#### [Source text]
--------------------------------------------------

A black and white meditation on the unconscious, brought to life by Duane Michals and Jacob Elordi.

There are fashion campaigns that present a product, and then there are those that attempt to shift the way we perceive images, memory and meaning itself. Bottega Veneta, a house known for its quiet luxury and sculptural precision, chooses the latter path with What Are Dreams, a project created in collaboration with the visionary photographer and filmmaker Duane Michals and Australian actor Jacob Elordi.
Presented as a short film and a photo series, the project unfolds entirely in black and white, set within the intimate rooms of Michals home in New York. It is a space filled with light, shadow, and the quiet immensity of a man who has spent more than six decades examining the mysterious inner landscapes of human experience.
Together, Michals and Elordi build a world that feels both familiar and foreign, drawn from the unconscious and shaped by the language of Surrealism. It is a campaign in the loosest sense of the word. It is more accurately a meditation, a poem in motion, a visual riddle that invites the viewer not to decode it, but to feel its strange electricity.

--------------------------------------------------

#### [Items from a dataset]

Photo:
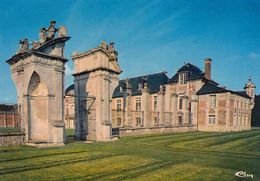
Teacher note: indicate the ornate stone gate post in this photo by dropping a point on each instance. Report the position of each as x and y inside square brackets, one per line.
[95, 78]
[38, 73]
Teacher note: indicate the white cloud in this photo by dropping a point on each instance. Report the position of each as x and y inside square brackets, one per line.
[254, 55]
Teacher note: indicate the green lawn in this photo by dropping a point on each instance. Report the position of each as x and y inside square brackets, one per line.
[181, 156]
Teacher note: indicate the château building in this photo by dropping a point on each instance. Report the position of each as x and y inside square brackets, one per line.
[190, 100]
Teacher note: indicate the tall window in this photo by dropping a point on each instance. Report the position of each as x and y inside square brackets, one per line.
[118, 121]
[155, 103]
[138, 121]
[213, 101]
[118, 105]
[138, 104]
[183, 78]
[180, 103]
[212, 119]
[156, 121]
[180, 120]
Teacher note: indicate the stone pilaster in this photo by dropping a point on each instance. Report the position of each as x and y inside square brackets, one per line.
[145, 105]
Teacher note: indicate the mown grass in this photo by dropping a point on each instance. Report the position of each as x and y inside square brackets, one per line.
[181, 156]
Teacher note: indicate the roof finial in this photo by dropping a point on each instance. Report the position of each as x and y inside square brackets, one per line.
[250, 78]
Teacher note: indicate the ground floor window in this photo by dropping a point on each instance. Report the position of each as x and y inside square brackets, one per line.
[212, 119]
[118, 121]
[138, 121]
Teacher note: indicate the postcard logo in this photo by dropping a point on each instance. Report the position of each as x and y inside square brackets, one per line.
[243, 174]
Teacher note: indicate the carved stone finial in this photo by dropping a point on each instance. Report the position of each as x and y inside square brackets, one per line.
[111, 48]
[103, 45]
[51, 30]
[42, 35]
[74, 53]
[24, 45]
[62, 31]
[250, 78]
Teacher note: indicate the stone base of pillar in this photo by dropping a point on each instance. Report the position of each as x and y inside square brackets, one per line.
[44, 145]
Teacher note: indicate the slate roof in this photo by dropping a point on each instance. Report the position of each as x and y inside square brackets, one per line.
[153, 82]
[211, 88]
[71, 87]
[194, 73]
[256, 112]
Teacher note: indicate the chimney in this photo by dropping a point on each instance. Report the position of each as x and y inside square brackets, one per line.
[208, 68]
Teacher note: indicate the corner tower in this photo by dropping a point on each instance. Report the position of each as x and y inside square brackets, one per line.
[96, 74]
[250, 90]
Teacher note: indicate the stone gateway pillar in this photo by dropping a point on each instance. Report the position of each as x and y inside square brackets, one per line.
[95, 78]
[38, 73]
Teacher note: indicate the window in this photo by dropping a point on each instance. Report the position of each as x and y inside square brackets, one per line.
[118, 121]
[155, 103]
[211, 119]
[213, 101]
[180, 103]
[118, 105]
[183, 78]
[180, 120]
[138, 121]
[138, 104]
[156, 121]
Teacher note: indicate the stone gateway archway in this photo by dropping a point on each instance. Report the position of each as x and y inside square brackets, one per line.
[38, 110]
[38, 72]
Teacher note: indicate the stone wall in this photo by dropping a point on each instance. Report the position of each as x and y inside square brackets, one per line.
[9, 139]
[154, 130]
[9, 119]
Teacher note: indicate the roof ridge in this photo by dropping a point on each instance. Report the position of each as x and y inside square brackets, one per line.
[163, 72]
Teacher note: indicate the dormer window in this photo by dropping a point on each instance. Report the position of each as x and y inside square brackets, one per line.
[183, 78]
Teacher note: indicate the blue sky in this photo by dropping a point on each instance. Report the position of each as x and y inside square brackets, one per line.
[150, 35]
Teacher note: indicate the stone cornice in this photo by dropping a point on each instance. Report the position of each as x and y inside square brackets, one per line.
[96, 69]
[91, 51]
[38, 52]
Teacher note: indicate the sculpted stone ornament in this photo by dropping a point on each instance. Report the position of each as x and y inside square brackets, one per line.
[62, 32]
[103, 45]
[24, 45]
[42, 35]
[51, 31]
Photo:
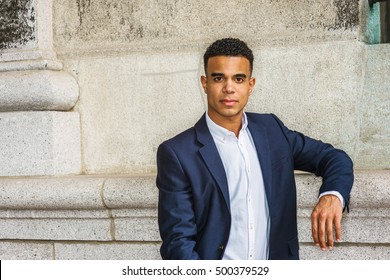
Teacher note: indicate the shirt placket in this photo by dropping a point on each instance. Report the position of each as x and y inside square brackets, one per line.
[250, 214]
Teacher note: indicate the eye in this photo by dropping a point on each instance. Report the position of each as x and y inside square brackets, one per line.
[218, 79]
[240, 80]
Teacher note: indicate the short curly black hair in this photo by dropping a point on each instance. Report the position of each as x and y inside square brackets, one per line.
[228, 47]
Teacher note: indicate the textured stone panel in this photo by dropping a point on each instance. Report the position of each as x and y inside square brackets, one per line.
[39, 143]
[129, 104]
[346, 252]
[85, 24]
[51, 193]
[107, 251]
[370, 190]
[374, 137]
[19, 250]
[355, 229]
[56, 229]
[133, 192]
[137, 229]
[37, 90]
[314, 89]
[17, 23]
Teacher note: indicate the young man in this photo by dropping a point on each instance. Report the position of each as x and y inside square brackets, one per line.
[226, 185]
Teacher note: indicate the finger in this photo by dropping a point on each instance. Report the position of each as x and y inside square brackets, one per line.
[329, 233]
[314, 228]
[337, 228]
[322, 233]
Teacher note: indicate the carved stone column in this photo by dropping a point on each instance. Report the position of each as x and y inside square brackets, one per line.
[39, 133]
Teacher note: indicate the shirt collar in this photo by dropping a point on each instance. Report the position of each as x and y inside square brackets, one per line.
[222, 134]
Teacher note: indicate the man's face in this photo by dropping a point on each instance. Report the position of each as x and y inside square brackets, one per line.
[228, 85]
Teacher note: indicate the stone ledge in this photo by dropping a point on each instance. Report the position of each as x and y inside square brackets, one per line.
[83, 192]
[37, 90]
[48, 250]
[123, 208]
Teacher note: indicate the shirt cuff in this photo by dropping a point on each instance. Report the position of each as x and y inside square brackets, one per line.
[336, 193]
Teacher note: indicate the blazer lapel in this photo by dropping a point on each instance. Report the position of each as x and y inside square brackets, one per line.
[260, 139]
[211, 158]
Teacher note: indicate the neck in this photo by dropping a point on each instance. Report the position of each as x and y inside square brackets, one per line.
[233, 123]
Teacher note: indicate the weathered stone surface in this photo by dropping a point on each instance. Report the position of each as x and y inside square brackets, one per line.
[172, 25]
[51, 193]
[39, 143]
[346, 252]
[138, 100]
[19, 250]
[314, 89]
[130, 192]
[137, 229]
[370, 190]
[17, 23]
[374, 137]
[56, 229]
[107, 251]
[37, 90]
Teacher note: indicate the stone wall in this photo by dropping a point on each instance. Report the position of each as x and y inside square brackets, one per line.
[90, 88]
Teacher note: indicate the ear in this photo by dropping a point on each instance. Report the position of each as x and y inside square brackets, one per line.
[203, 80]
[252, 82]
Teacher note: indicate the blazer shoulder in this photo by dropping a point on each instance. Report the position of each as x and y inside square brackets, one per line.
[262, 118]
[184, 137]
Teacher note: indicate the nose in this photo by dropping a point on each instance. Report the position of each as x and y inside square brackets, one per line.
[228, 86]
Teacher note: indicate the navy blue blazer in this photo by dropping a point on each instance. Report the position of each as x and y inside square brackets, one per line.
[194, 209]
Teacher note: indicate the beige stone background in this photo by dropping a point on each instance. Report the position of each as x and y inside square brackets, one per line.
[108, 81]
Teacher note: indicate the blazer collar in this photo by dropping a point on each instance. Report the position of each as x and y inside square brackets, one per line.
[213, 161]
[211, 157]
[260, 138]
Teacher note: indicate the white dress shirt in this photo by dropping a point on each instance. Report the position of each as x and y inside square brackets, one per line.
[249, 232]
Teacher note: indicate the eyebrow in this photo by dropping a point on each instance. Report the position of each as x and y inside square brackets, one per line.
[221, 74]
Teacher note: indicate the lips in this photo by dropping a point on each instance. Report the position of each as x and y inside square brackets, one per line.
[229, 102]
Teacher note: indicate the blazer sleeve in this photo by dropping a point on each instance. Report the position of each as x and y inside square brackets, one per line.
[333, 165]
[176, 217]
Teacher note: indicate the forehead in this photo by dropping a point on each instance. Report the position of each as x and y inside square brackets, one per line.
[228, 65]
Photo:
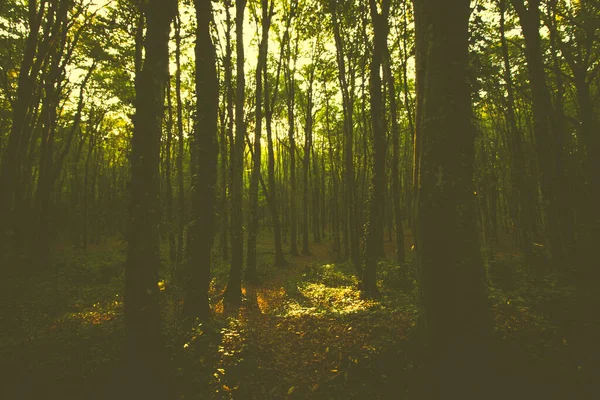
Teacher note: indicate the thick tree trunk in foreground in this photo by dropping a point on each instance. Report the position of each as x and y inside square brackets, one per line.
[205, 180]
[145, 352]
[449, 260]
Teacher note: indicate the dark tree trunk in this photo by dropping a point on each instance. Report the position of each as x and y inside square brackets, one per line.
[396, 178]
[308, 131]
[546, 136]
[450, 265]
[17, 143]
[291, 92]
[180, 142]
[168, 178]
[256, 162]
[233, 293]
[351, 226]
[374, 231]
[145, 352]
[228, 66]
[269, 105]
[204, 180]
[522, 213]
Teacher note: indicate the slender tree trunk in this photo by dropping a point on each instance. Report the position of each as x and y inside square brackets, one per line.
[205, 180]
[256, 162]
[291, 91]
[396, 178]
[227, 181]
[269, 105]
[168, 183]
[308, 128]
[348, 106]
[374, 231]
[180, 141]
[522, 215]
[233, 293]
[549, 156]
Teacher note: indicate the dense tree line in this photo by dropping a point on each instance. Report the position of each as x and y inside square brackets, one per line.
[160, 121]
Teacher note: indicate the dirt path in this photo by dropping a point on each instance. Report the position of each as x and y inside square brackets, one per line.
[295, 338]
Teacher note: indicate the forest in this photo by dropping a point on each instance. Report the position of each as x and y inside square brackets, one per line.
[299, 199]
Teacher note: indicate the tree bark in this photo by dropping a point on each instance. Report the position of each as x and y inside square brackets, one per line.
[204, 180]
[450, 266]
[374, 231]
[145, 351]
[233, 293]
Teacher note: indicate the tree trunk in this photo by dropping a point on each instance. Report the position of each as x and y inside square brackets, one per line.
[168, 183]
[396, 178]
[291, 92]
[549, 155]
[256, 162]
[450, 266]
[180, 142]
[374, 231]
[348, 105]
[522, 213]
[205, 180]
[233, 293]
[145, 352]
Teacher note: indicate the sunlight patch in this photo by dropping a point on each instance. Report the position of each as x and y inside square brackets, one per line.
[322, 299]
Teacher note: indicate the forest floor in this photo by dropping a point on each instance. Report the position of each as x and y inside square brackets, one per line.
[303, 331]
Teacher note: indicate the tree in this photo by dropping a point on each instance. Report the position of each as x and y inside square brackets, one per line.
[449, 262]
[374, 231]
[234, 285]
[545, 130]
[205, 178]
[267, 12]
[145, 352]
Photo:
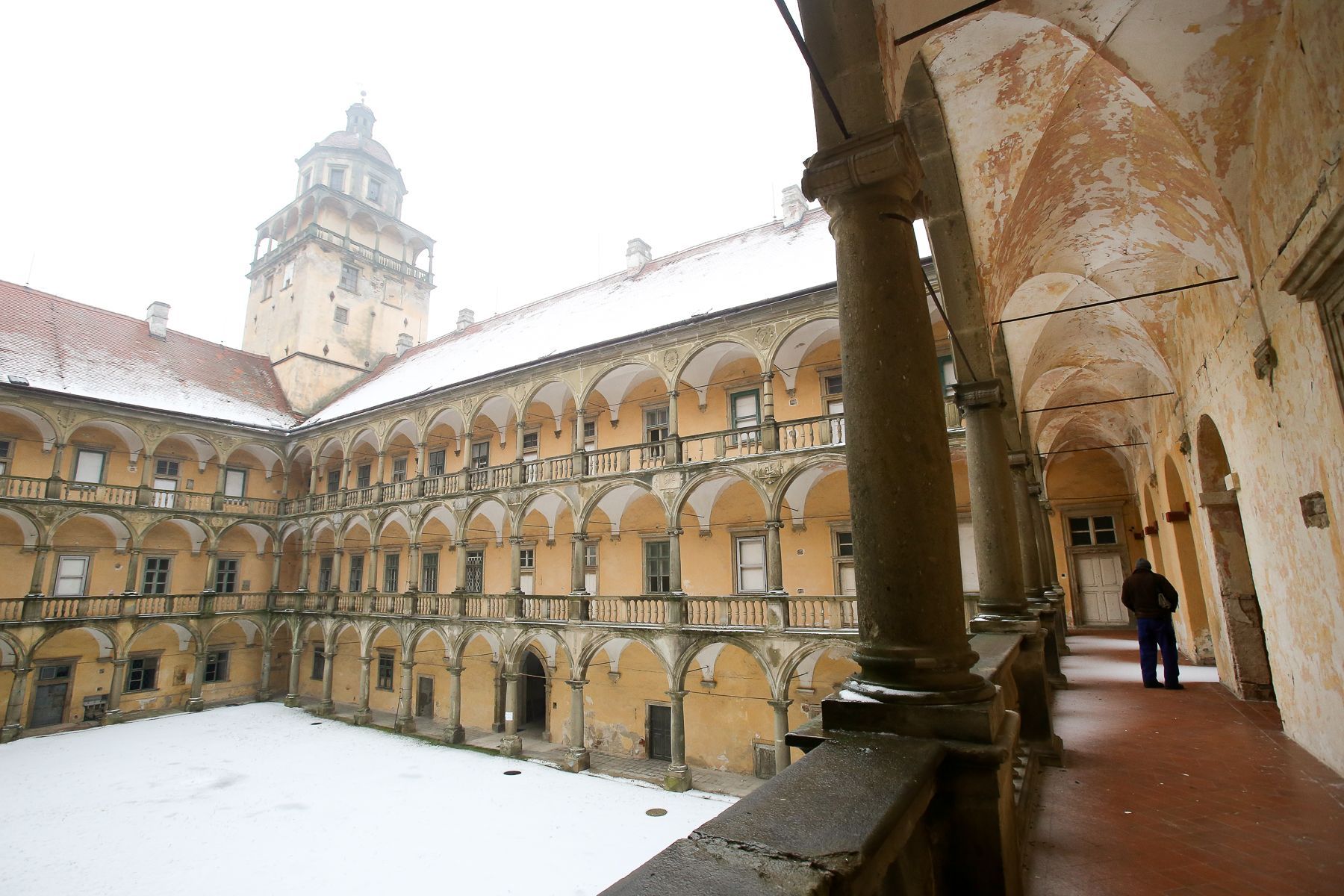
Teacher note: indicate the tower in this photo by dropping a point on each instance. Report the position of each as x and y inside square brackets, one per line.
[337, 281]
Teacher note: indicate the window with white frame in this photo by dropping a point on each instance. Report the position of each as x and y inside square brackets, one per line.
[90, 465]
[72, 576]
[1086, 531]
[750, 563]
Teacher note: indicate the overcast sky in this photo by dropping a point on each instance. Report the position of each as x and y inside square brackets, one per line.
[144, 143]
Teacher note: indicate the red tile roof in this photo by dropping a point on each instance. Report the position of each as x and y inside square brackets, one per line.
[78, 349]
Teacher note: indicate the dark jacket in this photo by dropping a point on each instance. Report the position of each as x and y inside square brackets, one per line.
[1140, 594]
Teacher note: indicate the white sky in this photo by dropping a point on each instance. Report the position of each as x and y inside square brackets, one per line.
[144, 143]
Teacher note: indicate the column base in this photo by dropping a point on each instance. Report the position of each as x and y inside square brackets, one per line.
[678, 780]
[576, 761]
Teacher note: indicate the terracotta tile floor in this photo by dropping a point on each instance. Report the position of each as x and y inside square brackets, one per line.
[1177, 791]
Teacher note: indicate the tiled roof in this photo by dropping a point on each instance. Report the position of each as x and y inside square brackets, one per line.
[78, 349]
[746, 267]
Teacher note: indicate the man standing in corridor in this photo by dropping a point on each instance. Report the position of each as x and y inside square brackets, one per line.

--------------------------------------------------

#### [Tasks to carry out]
(A) According to the Bottega Veneta text, for how long has Duane Michals been examining the inner landscapes of human experience?
(B) Proceed with the Bottega Veneta text about What Are Dreams, writing on from its final sentence.

#### [Answers for the tasks]
(A) More than six decades.

(B)
A Maison That Speaks in Symbols
Bottega Veneta has never pursued the obvious. Under the direction of Matthieu Blazy, the house leans toward the thoughtful and the tactile, focusing on mood rather than spectacle and on craft rather than noise.
What Are Dreams continues this lineage. Here, the brand does not show bags or leather goods in the traditional sense. Instead it offers a world of symbols: clocks without hands, mirrors that refuse clarity, shadows that stretch like unanswered questions. These motifs speak in whispers, not declarations, honouring the Maison’s belief that luxury is not a matter of volume, but of presence.
The project is anchored in Duane Michals unique visual dialect, one shaped by decades of experimentation with staged photography, written text, sequential imagery and dream logic. His work has always occupied the threshold between reality and imagination. In What Are Dreams he invites Bottega Veneta into this space, offering the Maison a lens through which to speak to the unconscious.
Jacob Elordi as the Dreamer

At the centre of the series stands Jacob Elordi, a figure whose presence carries both modern glamour and vulnerable introspection. In recent years he has emerged as one of the most compelling actors of his generation, known for roles that explore desire, memory and emotional tension.
In Michals world Elordi becomes more than a model. He becomes a dreamer, a wanderer through the spaces of the mind. He appears against walls that seem to breathe, next to props that feel symbolic rather than functional, and within scenes that are staged but never static.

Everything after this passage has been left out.